What is required: Could you copy out the whole discussion below about bullying among nurses, word for word?

Document passage:
I've been a med/surg nurse for three years and I can't believe how caddy and back stabbing nursing can be. I know all about nurses eating their young but this is about mentoring and support then back stabbing. Makes me want to use my degree to do something else:(.
You have two choices:
1. Quit and try to find a less toxic work environment
2. Take a step back, re-evaluate yourself, and figure out how you can develop and improve your interpersonal relationship skills to function in a work environment that sometimes seems hostile.
While option one might seem like an easy fix, your outcome is dependent upon others (and you may never find a place that is friendly). The second option gives you the control, as well as the opportunity to grow as both a colleague and a person. Even if you ultimately decide the leave your job anyhow, these skills have universal applicability.
You worked so hard to get through nursing school and to where you are today. Don't sell yourself short. You can adapt and survive in a fast-paced, high-stress industry if you develop the assertiveness, confidence, conflict resolution*.
*Unless you feel like your license is genuinely being threatened. In that case, get the hell out of there!
As with any "research study" you have to look at the assumptions and definitions to determine the validity of the conclusions. Based on anecdotal evidence presented here on AN, bullying is an overused / misused term that says as much about the ill-prepared new grad as burnt-out overworked and abused practicing nurses.
It's possible that bullying (lateral aggression) is a problem and the term is overused. So, the overuse of the term itself doesn't necessarily mean there isn't a problem. Also, adult bullies are different from childhood bullies. No one gets beat up by the monkey bars anymore. Adult bullies act in private, or within a culture that supports them, that enables them to hide and/or deny any complaints made against them.

Listed entries:
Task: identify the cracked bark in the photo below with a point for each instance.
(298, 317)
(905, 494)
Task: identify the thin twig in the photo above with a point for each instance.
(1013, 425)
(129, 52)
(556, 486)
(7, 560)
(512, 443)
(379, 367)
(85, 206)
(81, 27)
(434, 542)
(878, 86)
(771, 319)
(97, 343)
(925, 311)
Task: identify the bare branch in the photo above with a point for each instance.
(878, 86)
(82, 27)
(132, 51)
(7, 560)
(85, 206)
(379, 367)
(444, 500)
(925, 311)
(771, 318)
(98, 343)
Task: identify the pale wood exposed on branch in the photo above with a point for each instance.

Task result:
I've been a med/surg nurse for three years and I can't believe how caddy and back stabbing nursing can be. I know all about nurses eating their young but this is about mentoring and support then back stabbing. Makes me want to use my degree to do something else:(.
You have two choices:
1. Quit and try to find a less toxic work environment
2. Take a step back, re-evaluate yourself, and figure out how you can develop and improve your interpersonal relationship skills to function in a work environment that sometimes seems hostile.
While option one might seem like an easy fix, your outcome is dependent upon others (and you may never find a place that is friendly). The second option gives you the control, as well as the opportunity to grow as both a colleague and a person. Even if you ultimately decide the leave your job anyhow, these skills have universal applicability.
You worked so hard to get through nursing school and to where you are today. Don't sell yourself short. You can adapt and survive in a fast-paced, high-stress industry if you develop the assertiveness, confidence, conflict resolution*.
*Unless you feel like your license is genuinely being threatened. In that case, get the hell out of there!
As with any "research study" you have to look at the assumptions and definitions to determine the validity of the conclusions. Based on anecdotal evidence presented here on AN, bullying is an overused / misused term that says as much about the ill-prepared new grad as burnt-out overworked and abused practicing nurses.
It's possible that bullying (lateral aggression) is a problem and the term is overused. So, the overuse of the term itself doesn't necessarily mean there isn't a problem. Also, adult bullies are different from childhood bullies. No one gets beat up by the monkey bars anymore. Adult bullies act in private, or within a culture that supports them, that enables them to hide and/or deny any complaints made against them.